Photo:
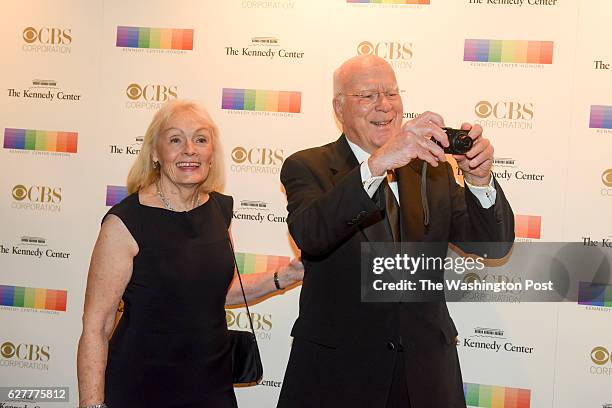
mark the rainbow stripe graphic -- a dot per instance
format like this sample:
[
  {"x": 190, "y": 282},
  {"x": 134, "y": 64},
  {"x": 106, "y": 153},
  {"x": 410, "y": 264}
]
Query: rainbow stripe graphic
[
  {"x": 390, "y": 1},
  {"x": 114, "y": 194},
  {"x": 260, "y": 100},
  {"x": 33, "y": 298},
  {"x": 495, "y": 396},
  {"x": 256, "y": 263},
  {"x": 519, "y": 51},
  {"x": 601, "y": 117},
  {"x": 159, "y": 38},
  {"x": 41, "y": 140},
  {"x": 594, "y": 294},
  {"x": 527, "y": 226}
]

- - - - - - -

What to work on: Extract the full listing exactly, with the pictures left out.

Answer box:
Photo:
mark the rainbow stripe graphic -- a dot per instance
format like this sample:
[
  {"x": 190, "y": 282},
  {"x": 134, "y": 64},
  {"x": 106, "y": 153},
  {"x": 410, "y": 264}
]
Query: rainbow stripe graphic
[
  {"x": 390, "y": 1},
  {"x": 114, "y": 194},
  {"x": 260, "y": 100},
  {"x": 33, "y": 298},
  {"x": 495, "y": 396},
  {"x": 256, "y": 263},
  {"x": 519, "y": 51},
  {"x": 601, "y": 117},
  {"x": 159, "y": 38},
  {"x": 41, "y": 140},
  {"x": 594, "y": 294},
  {"x": 527, "y": 226}
]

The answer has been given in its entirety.